Referring expression data
*** Begin section ***
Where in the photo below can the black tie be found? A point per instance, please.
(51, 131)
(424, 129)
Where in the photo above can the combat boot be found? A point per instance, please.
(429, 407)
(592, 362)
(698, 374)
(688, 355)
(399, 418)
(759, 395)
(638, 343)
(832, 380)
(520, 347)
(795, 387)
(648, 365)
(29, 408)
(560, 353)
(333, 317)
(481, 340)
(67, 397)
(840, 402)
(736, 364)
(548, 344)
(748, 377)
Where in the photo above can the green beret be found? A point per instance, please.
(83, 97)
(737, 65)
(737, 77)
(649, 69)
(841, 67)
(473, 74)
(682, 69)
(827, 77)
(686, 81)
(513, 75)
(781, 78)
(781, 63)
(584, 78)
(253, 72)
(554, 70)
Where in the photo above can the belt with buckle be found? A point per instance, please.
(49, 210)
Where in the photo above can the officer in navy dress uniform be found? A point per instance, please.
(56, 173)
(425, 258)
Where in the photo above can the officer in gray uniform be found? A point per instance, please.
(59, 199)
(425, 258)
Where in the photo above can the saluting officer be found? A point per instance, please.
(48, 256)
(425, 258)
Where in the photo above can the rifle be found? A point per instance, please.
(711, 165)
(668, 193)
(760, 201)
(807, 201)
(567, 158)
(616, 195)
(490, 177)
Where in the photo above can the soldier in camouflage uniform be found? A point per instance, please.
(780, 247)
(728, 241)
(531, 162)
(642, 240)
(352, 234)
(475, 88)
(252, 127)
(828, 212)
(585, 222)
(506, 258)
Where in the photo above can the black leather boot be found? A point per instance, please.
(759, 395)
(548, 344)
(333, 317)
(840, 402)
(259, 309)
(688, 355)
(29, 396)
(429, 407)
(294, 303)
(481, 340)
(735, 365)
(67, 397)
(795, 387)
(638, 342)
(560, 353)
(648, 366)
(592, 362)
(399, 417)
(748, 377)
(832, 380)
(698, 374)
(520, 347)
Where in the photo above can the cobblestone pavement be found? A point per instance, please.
*** End section ***
**WHAT THE TASK REQUIRES**
All the records, as written, must be given again.

**RESPONSE AREA**
Where in the photo below can the black tie be found? A point per instance, please.
(51, 131)
(424, 129)
Where in the photo above can the combat boot be found? A point per instance, please.
(429, 407)
(592, 362)
(698, 374)
(688, 355)
(399, 418)
(759, 395)
(638, 343)
(832, 380)
(520, 347)
(795, 387)
(648, 365)
(29, 408)
(560, 353)
(333, 317)
(481, 340)
(67, 397)
(840, 402)
(736, 364)
(548, 344)
(748, 377)
Where in the photo above can the green beret be found? A point per instance, please.
(83, 97)
(737, 65)
(737, 77)
(649, 69)
(841, 67)
(473, 74)
(682, 69)
(827, 77)
(686, 81)
(513, 75)
(781, 78)
(781, 63)
(584, 78)
(253, 72)
(554, 70)
Where in the photo above can the belt with buckle be found? A point per instance, please.
(49, 210)
Where in the photo above can the officer in navy dress uniform be found? A point per instance, please.
(56, 173)
(425, 258)
Where in the photo above can the officer in gray uniform be found? A point per instance, please.
(59, 199)
(425, 258)
Where in the photo above can the saluting officer be found? A point per instance, please.
(48, 256)
(425, 258)
Where in the photo above can the rifle be found? A point per instance, please.
(711, 165)
(668, 193)
(760, 201)
(807, 201)
(567, 158)
(616, 195)
(490, 177)
Where in the photo above can the soldier in camouflage uniform be found? A point per instance, please.
(780, 247)
(728, 241)
(531, 162)
(642, 240)
(352, 234)
(475, 88)
(252, 127)
(828, 212)
(585, 222)
(506, 258)
Where in the photo above can the black leather boot be found? A point per instance, please.
(759, 395)
(548, 344)
(333, 317)
(840, 402)
(259, 309)
(688, 355)
(29, 396)
(429, 407)
(294, 303)
(481, 340)
(735, 365)
(67, 397)
(795, 387)
(638, 342)
(560, 353)
(648, 366)
(592, 362)
(399, 417)
(748, 377)
(832, 380)
(698, 374)
(520, 347)
Where in the photo above can the cobblestone pavement be found? A point per instance, please.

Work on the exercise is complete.